Which lines below contain the word "control"? Gather each one and copy it out in full.

- _Exercise input_
'''
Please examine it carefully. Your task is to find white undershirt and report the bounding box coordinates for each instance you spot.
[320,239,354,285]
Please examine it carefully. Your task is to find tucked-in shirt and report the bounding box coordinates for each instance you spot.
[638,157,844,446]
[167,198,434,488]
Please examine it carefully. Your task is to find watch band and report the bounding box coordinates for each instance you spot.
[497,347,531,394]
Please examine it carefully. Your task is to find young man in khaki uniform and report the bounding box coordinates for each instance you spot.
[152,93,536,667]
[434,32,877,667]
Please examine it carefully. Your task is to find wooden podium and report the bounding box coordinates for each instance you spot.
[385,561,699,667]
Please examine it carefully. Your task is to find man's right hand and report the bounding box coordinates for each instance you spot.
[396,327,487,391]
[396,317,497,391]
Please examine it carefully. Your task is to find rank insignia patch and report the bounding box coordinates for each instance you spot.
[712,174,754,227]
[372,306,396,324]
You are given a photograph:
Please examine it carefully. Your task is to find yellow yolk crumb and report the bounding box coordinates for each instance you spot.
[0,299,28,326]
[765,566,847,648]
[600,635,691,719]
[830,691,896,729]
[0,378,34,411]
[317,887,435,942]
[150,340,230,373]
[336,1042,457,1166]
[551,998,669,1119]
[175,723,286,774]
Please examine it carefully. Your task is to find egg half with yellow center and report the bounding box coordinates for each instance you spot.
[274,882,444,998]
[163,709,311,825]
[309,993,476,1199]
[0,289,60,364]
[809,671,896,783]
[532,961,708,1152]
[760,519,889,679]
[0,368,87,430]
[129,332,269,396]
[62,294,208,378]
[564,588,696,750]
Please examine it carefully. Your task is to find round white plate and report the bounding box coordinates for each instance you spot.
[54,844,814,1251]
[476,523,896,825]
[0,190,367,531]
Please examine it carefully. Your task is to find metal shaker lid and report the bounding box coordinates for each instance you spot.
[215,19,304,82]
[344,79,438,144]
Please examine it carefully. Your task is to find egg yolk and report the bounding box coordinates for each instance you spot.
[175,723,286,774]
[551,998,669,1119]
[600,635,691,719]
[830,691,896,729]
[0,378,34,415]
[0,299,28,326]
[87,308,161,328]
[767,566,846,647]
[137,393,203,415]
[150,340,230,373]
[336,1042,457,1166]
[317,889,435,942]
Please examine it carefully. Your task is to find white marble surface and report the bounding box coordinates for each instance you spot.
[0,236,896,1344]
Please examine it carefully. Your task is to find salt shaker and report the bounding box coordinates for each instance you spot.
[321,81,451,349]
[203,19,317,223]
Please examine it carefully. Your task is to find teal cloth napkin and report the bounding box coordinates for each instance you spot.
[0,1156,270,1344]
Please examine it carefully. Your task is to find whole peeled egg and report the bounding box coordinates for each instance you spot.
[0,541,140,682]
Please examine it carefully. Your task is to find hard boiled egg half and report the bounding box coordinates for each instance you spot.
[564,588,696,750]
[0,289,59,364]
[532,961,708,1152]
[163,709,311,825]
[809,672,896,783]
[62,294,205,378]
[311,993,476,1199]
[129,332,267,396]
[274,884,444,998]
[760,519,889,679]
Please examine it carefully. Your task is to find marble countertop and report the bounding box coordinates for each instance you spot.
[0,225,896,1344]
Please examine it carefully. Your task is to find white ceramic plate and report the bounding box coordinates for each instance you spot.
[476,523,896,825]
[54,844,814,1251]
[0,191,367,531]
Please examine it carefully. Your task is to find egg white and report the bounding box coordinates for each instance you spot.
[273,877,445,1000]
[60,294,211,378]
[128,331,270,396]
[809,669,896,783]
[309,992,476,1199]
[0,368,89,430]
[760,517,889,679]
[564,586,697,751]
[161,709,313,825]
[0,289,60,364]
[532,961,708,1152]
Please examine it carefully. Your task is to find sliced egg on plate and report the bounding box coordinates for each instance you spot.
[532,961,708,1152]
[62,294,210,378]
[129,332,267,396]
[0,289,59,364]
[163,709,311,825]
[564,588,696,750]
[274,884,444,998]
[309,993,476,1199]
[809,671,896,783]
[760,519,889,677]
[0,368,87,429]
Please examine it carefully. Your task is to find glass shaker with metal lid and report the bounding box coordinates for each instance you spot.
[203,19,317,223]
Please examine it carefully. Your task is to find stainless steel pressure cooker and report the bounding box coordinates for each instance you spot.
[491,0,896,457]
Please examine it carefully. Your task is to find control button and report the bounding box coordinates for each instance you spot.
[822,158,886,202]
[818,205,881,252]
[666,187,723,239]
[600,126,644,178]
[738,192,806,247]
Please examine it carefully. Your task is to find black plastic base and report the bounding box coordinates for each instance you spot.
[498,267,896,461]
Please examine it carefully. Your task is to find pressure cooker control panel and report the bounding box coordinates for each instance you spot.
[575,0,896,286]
'''
- _Response_
Please examine it carefully. Your task is to find control button and report the bounding box coordinates for each instance you spot.
Please examine it carefully. Your task is to find pressure cooker control panel and report the bounding box coordinates for each instance you spot.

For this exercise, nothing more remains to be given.